---- Entries

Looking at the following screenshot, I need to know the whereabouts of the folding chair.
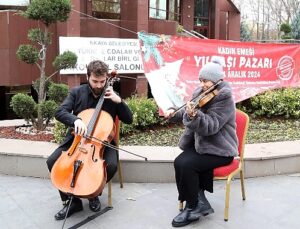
[214,109,249,221]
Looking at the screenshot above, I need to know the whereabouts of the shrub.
[10,93,36,122]
[38,100,58,125]
[120,96,160,134]
[237,88,300,118]
[53,119,68,143]
[47,83,69,104]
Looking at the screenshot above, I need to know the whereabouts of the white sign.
[59,37,144,74]
[0,0,29,6]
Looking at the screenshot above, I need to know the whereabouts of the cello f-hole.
[68,142,80,156]
[91,145,98,162]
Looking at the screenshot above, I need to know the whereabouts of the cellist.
[47,60,132,220]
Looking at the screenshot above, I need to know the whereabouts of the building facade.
[0,0,240,120]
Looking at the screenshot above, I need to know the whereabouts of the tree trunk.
[36,27,48,131]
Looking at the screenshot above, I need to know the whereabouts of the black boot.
[192,189,214,216]
[89,196,101,212]
[172,206,200,227]
[54,198,83,220]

--------

# Your goal
In every row above, replace "screenshot" with "image" and keep everything else unchanged. Leave the pictures out of the output.

# Result
Looking at the following image, I need to know the whereabouts of the folding chair.
[214,109,249,221]
Looking at the image above, I need to know the whereabouts of the shrub.
[10,93,36,122]
[38,100,58,125]
[120,96,160,134]
[237,88,300,118]
[53,119,68,143]
[47,83,69,104]
Looking at the image above, I need to know the whereabouts of the white sign.
[59,37,144,74]
[0,0,29,6]
Looking at the image above, I need to know the whereabouts of the cello f-hole.
[68,142,80,156]
[91,145,98,162]
Looking at the image above, I need to know the whereabouts of the cellist.
[47,60,132,220]
Looking at the image above, I need to know the whereabouts of the building facade.
[0,0,240,120]
Looking at the image above, I need to know the whereabouts of the tree trunk.
[36,27,48,131]
Looking at the image above, I need to know the whereabouts of the black boot.
[192,189,214,216]
[89,196,101,212]
[172,206,200,227]
[54,198,83,220]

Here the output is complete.